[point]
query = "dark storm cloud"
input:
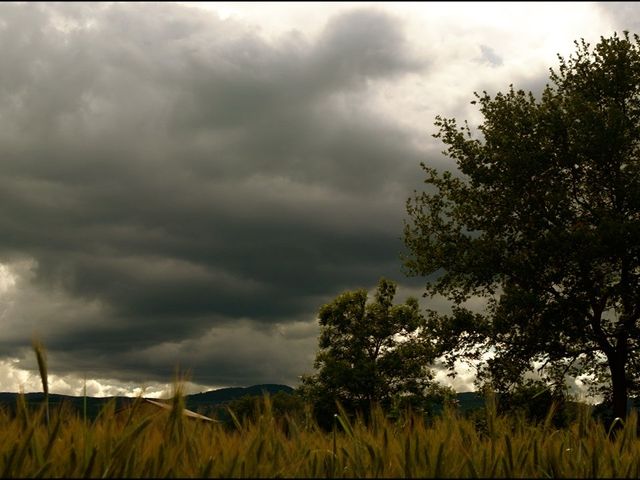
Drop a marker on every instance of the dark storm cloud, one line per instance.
(177, 179)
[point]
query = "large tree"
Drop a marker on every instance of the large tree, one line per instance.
(542, 220)
(369, 353)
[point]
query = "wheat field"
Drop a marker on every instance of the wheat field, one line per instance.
(167, 444)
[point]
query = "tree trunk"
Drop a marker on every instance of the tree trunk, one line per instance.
(619, 387)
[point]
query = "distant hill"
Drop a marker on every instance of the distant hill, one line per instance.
(95, 404)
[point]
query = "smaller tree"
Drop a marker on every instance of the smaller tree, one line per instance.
(369, 353)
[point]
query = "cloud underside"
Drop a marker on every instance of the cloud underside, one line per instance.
(177, 189)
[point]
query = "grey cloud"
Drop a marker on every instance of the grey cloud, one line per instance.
(172, 174)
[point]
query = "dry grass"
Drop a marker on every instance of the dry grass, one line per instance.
(170, 445)
(137, 443)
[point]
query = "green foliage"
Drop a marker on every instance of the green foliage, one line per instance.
(544, 224)
(368, 353)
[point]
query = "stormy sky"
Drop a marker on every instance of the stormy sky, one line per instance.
(184, 185)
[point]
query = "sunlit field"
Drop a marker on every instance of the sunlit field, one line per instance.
(140, 443)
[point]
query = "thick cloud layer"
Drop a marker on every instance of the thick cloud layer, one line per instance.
(176, 189)
(179, 189)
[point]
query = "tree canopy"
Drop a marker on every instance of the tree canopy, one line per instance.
(542, 221)
(368, 353)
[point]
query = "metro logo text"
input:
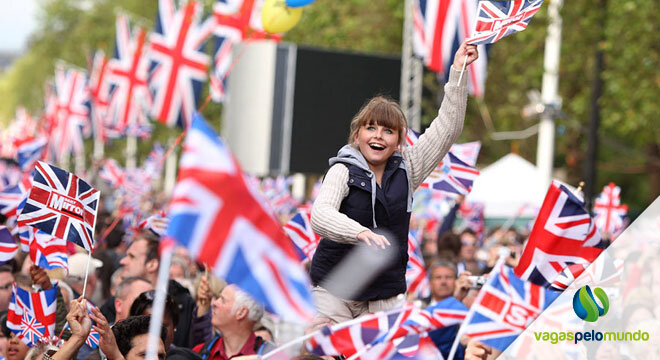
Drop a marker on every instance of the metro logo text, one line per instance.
(66, 205)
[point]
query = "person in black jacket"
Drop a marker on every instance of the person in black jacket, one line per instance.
(142, 260)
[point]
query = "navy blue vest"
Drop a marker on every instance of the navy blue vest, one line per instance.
(392, 218)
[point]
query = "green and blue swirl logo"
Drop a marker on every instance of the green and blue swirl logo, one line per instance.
(585, 306)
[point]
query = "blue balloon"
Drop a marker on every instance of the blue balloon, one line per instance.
(298, 3)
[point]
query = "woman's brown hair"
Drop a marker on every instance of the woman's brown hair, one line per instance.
(383, 111)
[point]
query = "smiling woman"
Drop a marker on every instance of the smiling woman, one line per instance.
(366, 196)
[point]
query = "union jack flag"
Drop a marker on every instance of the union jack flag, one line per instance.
(215, 215)
(32, 329)
(99, 94)
(236, 20)
(504, 308)
(498, 19)
(93, 339)
(29, 151)
(70, 113)
(24, 126)
(48, 252)
(120, 179)
(416, 278)
(604, 271)
(153, 164)
(61, 204)
(8, 247)
(12, 196)
(452, 176)
(473, 217)
(360, 335)
(558, 317)
(299, 229)
(10, 173)
(467, 152)
(609, 211)
(564, 234)
(32, 315)
(179, 64)
(445, 313)
(439, 28)
(128, 71)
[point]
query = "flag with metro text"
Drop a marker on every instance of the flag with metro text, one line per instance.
(505, 306)
(61, 204)
(224, 224)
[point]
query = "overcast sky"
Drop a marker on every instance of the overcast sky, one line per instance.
(17, 21)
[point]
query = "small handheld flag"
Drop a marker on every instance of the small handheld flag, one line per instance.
(498, 19)
(61, 204)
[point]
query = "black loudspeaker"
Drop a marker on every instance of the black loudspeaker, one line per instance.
(289, 107)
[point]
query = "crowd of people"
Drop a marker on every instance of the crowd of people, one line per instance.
(365, 199)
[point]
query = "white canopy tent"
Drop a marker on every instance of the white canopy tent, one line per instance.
(510, 187)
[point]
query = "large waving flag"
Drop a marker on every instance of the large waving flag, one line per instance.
(214, 214)
(31, 316)
(498, 19)
(439, 27)
(609, 211)
(445, 313)
(179, 64)
(128, 70)
(70, 113)
(12, 196)
(61, 204)
(564, 234)
(48, 252)
(504, 307)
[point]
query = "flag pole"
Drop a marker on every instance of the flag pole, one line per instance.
(156, 320)
(462, 70)
(89, 259)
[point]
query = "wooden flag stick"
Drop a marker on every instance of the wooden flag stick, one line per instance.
(462, 70)
(89, 259)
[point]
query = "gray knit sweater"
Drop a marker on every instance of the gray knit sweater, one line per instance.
(420, 160)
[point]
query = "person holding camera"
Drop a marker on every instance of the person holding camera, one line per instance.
(444, 283)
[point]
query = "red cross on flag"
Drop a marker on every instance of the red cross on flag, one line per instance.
(609, 211)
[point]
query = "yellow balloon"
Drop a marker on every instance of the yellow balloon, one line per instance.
(277, 17)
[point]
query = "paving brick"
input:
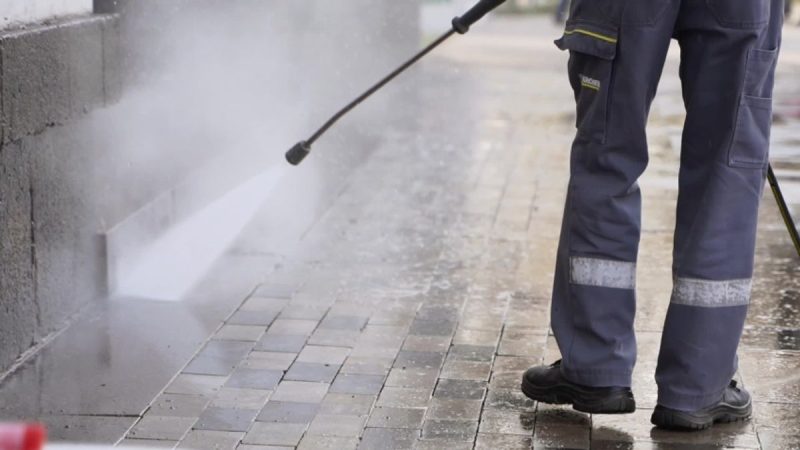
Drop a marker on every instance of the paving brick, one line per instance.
(226, 419)
(387, 438)
(367, 366)
(312, 442)
(147, 443)
(508, 399)
(357, 384)
(455, 430)
(463, 389)
(466, 336)
(454, 409)
(262, 318)
(211, 440)
(412, 378)
(178, 405)
(336, 425)
(471, 353)
(254, 379)
(292, 327)
(240, 398)
(264, 304)
(466, 370)
(404, 397)
(240, 332)
(162, 428)
(419, 360)
(487, 441)
(288, 412)
(206, 385)
(427, 343)
(300, 391)
(323, 355)
(269, 360)
(281, 343)
(352, 323)
(507, 422)
(347, 404)
(303, 312)
(334, 338)
(267, 433)
(320, 373)
(386, 417)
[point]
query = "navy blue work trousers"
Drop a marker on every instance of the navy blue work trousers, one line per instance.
(617, 52)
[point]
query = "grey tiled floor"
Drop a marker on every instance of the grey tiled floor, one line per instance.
(408, 313)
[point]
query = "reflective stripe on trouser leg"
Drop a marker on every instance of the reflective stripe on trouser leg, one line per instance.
(702, 331)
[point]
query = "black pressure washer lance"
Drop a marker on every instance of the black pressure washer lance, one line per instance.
(461, 25)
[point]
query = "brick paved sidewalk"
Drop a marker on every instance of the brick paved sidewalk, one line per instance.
(406, 316)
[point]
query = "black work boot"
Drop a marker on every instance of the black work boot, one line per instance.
(734, 406)
(546, 384)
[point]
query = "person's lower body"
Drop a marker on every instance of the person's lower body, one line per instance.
(728, 58)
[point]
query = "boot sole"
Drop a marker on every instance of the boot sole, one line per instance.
(671, 419)
(581, 400)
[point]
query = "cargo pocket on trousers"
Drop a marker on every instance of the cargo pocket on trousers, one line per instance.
(750, 142)
(740, 14)
(592, 48)
(750, 145)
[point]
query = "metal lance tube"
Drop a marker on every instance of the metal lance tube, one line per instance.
(460, 25)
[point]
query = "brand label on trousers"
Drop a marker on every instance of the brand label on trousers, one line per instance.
(589, 82)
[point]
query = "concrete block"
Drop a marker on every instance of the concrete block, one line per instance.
(18, 311)
(35, 80)
(85, 61)
(70, 263)
(51, 73)
(112, 59)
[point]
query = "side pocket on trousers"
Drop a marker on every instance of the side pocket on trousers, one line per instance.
(750, 141)
(592, 50)
(750, 145)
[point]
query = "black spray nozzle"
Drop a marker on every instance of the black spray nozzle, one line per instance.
(298, 153)
(461, 24)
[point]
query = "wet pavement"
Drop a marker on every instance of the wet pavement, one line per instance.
(403, 315)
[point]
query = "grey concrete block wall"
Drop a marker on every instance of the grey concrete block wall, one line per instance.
(51, 76)
(53, 73)
(18, 310)
(68, 254)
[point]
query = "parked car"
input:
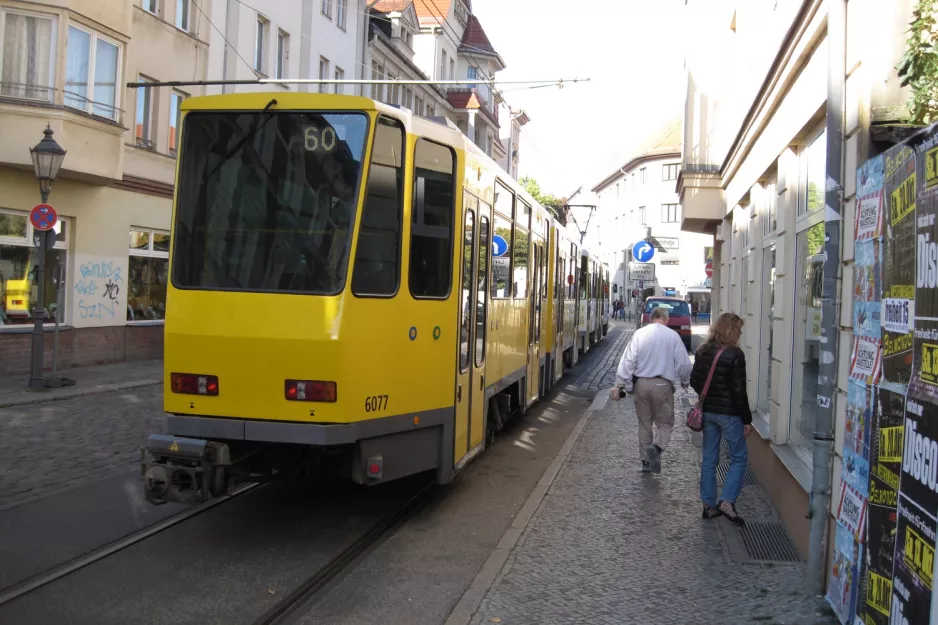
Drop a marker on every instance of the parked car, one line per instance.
(678, 315)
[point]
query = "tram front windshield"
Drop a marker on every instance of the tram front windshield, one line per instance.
(267, 200)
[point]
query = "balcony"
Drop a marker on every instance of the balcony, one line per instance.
(701, 195)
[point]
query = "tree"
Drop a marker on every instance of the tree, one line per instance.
(552, 203)
(918, 66)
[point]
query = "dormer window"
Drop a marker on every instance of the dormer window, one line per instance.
(462, 12)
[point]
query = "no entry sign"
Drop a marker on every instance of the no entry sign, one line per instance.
(43, 217)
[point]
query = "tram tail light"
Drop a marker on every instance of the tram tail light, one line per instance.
(194, 384)
(310, 390)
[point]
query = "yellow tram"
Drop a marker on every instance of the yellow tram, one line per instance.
(356, 285)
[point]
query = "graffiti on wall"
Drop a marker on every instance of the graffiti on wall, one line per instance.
(99, 295)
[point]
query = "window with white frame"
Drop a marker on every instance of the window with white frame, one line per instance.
(182, 14)
(27, 55)
(92, 68)
(769, 217)
(260, 44)
(670, 213)
(148, 272)
(341, 14)
(18, 258)
(143, 124)
(175, 120)
(813, 167)
(283, 53)
(323, 74)
(339, 75)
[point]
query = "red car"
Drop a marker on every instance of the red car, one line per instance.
(678, 315)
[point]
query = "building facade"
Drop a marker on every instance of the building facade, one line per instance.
(639, 201)
(65, 65)
(767, 81)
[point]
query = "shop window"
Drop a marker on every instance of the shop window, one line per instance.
(378, 251)
(807, 346)
(768, 313)
(18, 257)
(27, 56)
(813, 163)
(431, 242)
(92, 70)
(149, 275)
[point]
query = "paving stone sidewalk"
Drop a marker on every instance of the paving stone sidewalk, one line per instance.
(85, 382)
(612, 545)
(53, 446)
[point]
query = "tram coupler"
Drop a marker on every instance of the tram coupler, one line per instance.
(183, 470)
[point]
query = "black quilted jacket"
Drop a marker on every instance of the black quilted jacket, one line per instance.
(727, 394)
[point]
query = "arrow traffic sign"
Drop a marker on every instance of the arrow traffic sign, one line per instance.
(643, 251)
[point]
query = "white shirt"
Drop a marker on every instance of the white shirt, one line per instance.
(655, 351)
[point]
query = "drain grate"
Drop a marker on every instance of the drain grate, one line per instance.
(769, 542)
(749, 478)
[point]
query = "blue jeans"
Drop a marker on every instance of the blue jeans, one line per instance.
(731, 428)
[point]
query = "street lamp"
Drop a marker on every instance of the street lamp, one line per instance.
(47, 158)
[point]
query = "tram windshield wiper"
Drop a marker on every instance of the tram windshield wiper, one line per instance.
(247, 137)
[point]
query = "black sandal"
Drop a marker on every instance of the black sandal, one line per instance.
(729, 511)
(710, 513)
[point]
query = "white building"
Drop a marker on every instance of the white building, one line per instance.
(637, 201)
(316, 39)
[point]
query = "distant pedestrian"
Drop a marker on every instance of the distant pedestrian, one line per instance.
(726, 412)
(653, 364)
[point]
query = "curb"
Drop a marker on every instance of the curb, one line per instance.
(78, 392)
(473, 596)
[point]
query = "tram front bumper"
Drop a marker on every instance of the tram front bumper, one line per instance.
(183, 470)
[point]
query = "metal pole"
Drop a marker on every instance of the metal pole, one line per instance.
(827, 373)
(39, 315)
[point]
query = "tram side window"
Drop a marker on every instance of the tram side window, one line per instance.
(431, 242)
(501, 263)
(378, 253)
(502, 242)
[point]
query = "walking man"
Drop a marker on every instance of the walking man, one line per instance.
(655, 360)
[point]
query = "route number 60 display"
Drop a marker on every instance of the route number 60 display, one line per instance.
(319, 139)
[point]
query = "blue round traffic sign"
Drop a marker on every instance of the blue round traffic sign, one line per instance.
(43, 217)
(499, 245)
(643, 251)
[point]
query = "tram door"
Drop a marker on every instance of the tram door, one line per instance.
(534, 327)
(470, 378)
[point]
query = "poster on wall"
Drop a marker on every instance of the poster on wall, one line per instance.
(913, 565)
(898, 264)
(885, 461)
(924, 383)
(867, 287)
(869, 217)
(842, 587)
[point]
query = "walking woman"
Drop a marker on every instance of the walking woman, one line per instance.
(726, 413)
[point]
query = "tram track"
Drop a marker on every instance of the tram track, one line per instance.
(240, 555)
(58, 572)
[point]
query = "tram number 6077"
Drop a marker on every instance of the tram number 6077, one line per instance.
(316, 139)
(376, 403)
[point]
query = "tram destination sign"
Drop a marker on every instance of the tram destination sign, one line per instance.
(641, 271)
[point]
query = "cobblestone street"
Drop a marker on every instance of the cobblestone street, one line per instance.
(49, 447)
(609, 544)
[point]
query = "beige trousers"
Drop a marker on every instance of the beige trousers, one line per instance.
(654, 403)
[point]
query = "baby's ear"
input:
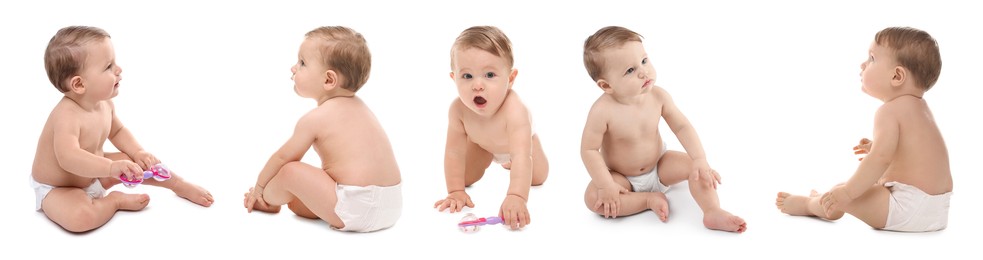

────

## Assigned task
Give again exactly the lines from the one holding "Drop a marker on every instance of the walking woman, one" to the final line of the records, both ends included, and nothing more. Pictures do not belong in the copy.

## Output for this task
Drop a marker on every instance of the walking woman, one line per instance.
(726, 413)
[point]
query = "tram track"
Drop a marker on every instance of the tram track, one line per instance.
(240, 555)
(58, 572)
[point]
query = "tram number 6077"
Drop a marker on every instance of the tram number 6077, one line per instance.
(316, 139)
(376, 403)
[point]
query = "tram destination sign"
Drop a marker on every instance of the tram destination sign, one line per instance.
(641, 271)
[point]
query = "cobblestone street"
Drop a marker on every instance of the cobblestone street, one line per instance.
(49, 447)
(609, 544)
[point]
query = "beige trousers"
Drop a marker on every instance of the beige trousers, one line per instance.
(654, 403)
[point]
query = "baby's ear"
input:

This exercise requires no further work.